# [Selected extract]
2016-10-20 Thread Jeremy Farbota
Hello,

I'm using NiFi in a compliance setting. One of my use cases is for
deheading (hashing names, ssns, etc) and republishing. It works great for
these tasks but I need to cover my bases to make sure things are not stored
on disk. E.g. when I extract a name to an attribute for hashing, I do not
want to store it unencrypted at rest in the provenance repo.

It seems I can turn off the content repo with this setting:
nifi.content.repository.archive.enabled=false

Is flowfile content stored on disk anywhere once the flowfile is dropped
with the setting above?

Regarding the provenance repo, the settings offer the ability to truncate
the attribute on retrieval e.g.

nifi.provenance.repository.max.attribute.length=8

Does the above setting change only what can be retrieved or does it limit
what is stored?

If it is still storing all the attributes, then I will likely need to
greatly reduce the provenance repo max.storage.time. Would severely
limiting the provenance or content repo negatively affect NiFi's
performance?

Is there a way that I can have these "secure" settings only for certain
templates? Or are these provenance and content repo setting only
configurable server wide?

Has there ever been thought to enable encryption at rest of the provenance
repo to deal with situations like mine?

Thanks in advance.

-- 

[image: Payoff, Inc.] 

Jeremy Farbota
Software Engineer, Data
jfarb...@payoff.com  • (217) 898-8110 <(949)+430-0630>

I'm a Storyteller. Discover your Financial Personality!


[image: Facebook]   [image: Twitter]
 [image: Linkedin]



Re: provenance & content repos re infosec

2016-10-20 Thread Andy LoPresto
Hi Jeremy,

These are great questions and I appreciate your interest in securing data at 
all stages for your application.

Setting nifi.content.repository.archive.enabled=false will turn off content 
repository archiving, but the content will still sit at rest on the file system 
for some period of time (while the data is in use during the flow). To 
completely avoid persisting any content data to the file system, set 
nifi.content.repository.implementation=org.apache.nifi.controller.repository.VolatileContentRepository.

# [Exercise description]
Can you repeat the NiFi thread between "Has there ever" and "your Financial Personality!", inclusive, substituting "obfuscation" for "encryption"? The records are separate material, unrelated to the NiFi thread.

# [Information provided]
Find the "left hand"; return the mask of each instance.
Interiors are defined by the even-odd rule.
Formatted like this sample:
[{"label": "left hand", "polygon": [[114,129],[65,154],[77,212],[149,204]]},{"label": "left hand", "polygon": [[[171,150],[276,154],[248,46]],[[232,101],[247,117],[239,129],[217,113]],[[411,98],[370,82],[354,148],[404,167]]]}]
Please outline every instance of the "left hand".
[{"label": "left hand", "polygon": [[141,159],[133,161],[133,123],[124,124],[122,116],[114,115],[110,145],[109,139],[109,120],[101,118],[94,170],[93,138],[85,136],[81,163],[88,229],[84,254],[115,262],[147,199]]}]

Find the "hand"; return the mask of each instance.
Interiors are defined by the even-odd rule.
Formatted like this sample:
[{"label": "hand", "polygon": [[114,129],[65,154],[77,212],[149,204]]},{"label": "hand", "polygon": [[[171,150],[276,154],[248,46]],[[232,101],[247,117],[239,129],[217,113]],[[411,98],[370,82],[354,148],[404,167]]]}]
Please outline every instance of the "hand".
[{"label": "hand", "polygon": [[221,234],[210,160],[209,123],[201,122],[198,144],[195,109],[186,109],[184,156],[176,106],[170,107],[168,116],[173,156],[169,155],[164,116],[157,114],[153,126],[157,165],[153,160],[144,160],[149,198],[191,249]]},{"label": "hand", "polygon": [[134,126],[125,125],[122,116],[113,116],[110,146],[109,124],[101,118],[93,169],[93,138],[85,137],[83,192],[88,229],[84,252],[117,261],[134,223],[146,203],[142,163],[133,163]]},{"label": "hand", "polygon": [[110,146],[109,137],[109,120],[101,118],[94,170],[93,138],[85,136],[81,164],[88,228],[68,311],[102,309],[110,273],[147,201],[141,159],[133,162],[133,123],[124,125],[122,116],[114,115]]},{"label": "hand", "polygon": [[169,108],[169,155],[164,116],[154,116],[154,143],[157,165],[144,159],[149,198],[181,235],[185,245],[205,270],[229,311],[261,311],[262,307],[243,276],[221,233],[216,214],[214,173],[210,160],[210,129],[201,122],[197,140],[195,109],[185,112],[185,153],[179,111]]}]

# [Answer to this problem]
Has there ever been thought to enable obfuscation at rest of the provenance
repo to deal with situations like mine?

Thanks in advance.

-- 

[image: Payoff, Inc.] 

Jeremy Farbota
Software Engineer, Data
jfarb...@payoff.com  • (217) 898-8110 <(949)+430-0630>

I'm a Storyteller. Discover your Financial Personality!